TASK: From top to bottom, write out the listing exactly.

EXCERPTED RECORDS:
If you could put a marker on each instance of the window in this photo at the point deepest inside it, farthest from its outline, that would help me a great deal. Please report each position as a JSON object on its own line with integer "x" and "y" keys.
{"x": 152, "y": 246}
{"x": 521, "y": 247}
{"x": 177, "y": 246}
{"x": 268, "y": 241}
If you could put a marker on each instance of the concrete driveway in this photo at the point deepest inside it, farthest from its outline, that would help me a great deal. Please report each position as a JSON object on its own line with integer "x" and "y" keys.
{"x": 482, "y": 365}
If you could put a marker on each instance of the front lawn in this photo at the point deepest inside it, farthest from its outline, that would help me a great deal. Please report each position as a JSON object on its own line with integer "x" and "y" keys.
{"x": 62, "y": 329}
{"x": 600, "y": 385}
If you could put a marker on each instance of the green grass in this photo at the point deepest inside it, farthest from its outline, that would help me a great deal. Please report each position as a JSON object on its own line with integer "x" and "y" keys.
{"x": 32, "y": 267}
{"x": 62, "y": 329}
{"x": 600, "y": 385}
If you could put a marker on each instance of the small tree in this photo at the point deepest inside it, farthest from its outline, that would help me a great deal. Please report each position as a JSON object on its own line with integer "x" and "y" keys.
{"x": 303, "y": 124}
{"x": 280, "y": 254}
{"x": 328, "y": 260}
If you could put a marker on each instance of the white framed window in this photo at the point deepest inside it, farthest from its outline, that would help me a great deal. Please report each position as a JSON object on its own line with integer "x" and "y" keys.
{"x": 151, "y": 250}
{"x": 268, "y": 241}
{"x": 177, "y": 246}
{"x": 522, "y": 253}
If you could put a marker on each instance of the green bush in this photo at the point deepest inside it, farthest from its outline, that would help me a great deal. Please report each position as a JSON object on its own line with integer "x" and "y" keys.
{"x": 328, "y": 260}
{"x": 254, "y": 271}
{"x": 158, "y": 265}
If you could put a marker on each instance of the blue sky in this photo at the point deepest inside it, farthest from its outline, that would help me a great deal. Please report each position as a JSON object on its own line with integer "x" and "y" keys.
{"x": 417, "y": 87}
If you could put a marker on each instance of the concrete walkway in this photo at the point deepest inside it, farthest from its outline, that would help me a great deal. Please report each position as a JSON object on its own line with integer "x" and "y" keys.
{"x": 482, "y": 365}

RESPONSE BOX:
If you could put a marker on each instance of the window in this photo at the point deepest inside it, farthest from its outline, that would help me a great deal. Please report each position as a JSON object on its own line with integer "x" and "y" keys.
{"x": 152, "y": 246}
{"x": 521, "y": 247}
{"x": 177, "y": 246}
{"x": 268, "y": 241}
If you could put a marker on each instance of the concrete driveway in this photo at the point deepest inside it, farthest from its outline, that would help me a great deal. Please report each position as a JSON object on its own line with integer "x" and "y" keys.
{"x": 482, "y": 365}
If you could put a marker on each instance of the front lawn in this photo at the point deepest inside it, farthest from its outline, that would help me a great deal. Please report each position as a JSON object on its own line with integer "x" and "y" keys.
{"x": 62, "y": 329}
{"x": 600, "y": 385}
If you could put a marker on each instance of the green grass in this photo at the point deepest inside it, farthest from its outline, that would help me a great deal. Please report each position as a JSON object on its own line with integer "x" and "y" keys.
{"x": 32, "y": 267}
{"x": 62, "y": 329}
{"x": 600, "y": 385}
If you could put a marker on each instance of the small tree in this photo at the point deepest inside it, farthest from its outline, that would help me a great deal. Please report each position as a JSON object on its own line with integer "x" and "y" keys.
{"x": 303, "y": 124}
{"x": 280, "y": 254}
{"x": 328, "y": 260}
If you could put a marker on each instance of the white framed window in this photo at the point deepest inside it, farthest from its outline, that would help me a great deal. Please report each position as a JSON object on its own line with integer "x" and "y" keys.
{"x": 151, "y": 250}
{"x": 268, "y": 241}
{"x": 177, "y": 246}
{"x": 522, "y": 253}
If you could put a marker on each instance of the green bush in this photo at the point deepest inside it, farthest from its outline, that would help me a great deal. Please report each position as a JSON object on its own line with integer "x" and "y" keys.
{"x": 328, "y": 260}
{"x": 254, "y": 271}
{"x": 158, "y": 265}
If you could put a marker on each instance of the blue sky in this photo at the point deepest inside it, farthest from its outline, that would help me a great deal. Please report each position as a JSON object on its own line with integer "x" and "y" keys.
{"x": 417, "y": 87}
If you could put a marker on each instance of the concrete walkway in this photo at the point deepest inside it, farthest from its outline, that would help me a great deal. Please report each position as a JSON object on its own line with integer "x" and "y" keys.
{"x": 482, "y": 365}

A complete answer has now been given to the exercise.